### [WHAT TO DO]
Every record must be repeated exactly; omit any pictures they contain.

[Natural-language object grounding data]
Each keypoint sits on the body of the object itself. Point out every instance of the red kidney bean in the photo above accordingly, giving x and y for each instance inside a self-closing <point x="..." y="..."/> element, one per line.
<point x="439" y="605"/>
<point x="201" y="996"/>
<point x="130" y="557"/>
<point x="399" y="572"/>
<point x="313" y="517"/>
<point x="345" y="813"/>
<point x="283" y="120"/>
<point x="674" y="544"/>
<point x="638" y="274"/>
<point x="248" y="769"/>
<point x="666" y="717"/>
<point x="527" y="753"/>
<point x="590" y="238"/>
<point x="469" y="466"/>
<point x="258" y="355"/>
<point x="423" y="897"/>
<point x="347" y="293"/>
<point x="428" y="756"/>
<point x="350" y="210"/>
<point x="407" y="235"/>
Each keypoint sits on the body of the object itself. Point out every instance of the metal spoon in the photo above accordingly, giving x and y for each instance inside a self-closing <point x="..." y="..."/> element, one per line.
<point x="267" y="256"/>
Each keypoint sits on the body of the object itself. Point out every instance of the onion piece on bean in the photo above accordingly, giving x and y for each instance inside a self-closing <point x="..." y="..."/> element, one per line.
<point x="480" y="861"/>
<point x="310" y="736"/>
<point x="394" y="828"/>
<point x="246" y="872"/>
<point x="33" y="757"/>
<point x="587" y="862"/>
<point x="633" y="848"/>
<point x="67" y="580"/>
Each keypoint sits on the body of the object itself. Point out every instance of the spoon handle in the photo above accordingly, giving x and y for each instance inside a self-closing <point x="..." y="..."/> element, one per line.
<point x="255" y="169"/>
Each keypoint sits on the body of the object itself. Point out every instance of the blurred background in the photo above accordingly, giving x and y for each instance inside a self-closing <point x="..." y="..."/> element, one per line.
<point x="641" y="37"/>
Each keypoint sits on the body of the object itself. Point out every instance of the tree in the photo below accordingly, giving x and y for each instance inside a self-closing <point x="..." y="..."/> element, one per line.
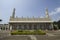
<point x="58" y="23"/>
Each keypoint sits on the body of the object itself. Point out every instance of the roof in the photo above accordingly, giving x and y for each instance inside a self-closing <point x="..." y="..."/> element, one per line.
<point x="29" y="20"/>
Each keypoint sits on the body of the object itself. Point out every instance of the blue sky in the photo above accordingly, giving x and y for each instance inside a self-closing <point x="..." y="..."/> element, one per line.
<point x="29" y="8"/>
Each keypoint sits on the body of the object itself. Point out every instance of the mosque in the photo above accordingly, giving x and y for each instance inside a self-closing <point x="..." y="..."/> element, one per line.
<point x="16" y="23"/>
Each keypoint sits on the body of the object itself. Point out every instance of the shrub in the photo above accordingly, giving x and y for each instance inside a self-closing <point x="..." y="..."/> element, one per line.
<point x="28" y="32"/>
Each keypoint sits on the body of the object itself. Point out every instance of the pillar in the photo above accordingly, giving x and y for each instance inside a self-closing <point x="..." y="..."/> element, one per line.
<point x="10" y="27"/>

### [COMPLETED EXERCISE]
Each keypoint sits on the body of the object itself. Point out every instance of the red kidney bean in the photo above accordingly, giving x and y for each instance inside a self-closing <point x="..." y="..."/> element, one per line.
<point x="439" y="605"/>
<point x="201" y="996"/>
<point x="130" y="557"/>
<point x="399" y="572"/>
<point x="313" y="517"/>
<point x="345" y="813"/>
<point x="283" y="120"/>
<point x="674" y="544"/>
<point x="638" y="274"/>
<point x="248" y="769"/>
<point x="666" y="717"/>
<point x="527" y="753"/>
<point x="590" y="238"/>
<point x="469" y="466"/>
<point x="258" y="355"/>
<point x="423" y="897"/>
<point x="347" y="293"/>
<point x="428" y="756"/>
<point x="350" y="210"/>
<point x="407" y="235"/>
Each keypoint sits on the body of the object itself. Point out every instance of the metal spoon in the photo above accordingly, giving x and y for each instance inside a self-closing <point x="..." y="..."/> element, one per line.
<point x="267" y="256"/>
Each keypoint sits on the body of the object itself. Point out every instance of the onion piece on bean in the photo above accordingly, giving x and y for each instance inside a self-closing <point x="..." y="..."/> element, one per line.
<point x="480" y="861"/>
<point x="310" y="736"/>
<point x="394" y="828"/>
<point x="246" y="872"/>
<point x="33" y="757"/>
<point x="587" y="862"/>
<point x="633" y="848"/>
<point x="67" y="580"/>
Each keypoint sits on the body of the object itself. Point out every instance of the spoon handle in the photo above accordingly, giving x and y for each instance inside a self-closing <point x="..." y="..."/> element, one per line.
<point x="255" y="169"/>
Each keypoint sits on the body of the object itself. Point out every instance of the blurred background in the photo above accordingly, giving x and y for each instance inside a self-closing <point x="..." y="..."/> element, one per line.
<point x="641" y="37"/>
Each keypoint sits on the body of the object itself. Point out every instance of the tree in the photo below accordingly, giving x and y for each instance inside a self-closing <point x="..." y="..."/> element, one per line.
<point x="58" y="23"/>
Each keypoint sits on the body of the object itself. Point out every instance of the roof in the photo above accordingly, giving x and y for each instance inside a self-closing <point x="..." y="..."/> element, one per line.
<point x="29" y="20"/>
Each keypoint sits on the body of the object itself. Point out every instance of the blue sky in the photo above accordingly, giving x and y for each instance inside a self-closing <point x="..." y="..."/> element, one per line.
<point x="29" y="8"/>
Each keypoint sits on the body of the object itself. Point out every instance of the mosque in the photo above accordingly, giving x and y for each instance inside a self-closing <point x="..." y="..."/> element, one per line.
<point x="16" y="23"/>
Each keypoint sits on the body of the object itself. Point out every instance of the shrub in the photo above accordingly, giving x and y for each instance inside a self-closing <point x="..." y="..."/> element, one per line.
<point x="28" y="32"/>
Each keypoint sits on the body of the object itself. Point out every instance of the pillar in the photo above accordingly, giving x and y for each instance inside a self-closing <point x="..." y="..."/> element, one per line.
<point x="10" y="27"/>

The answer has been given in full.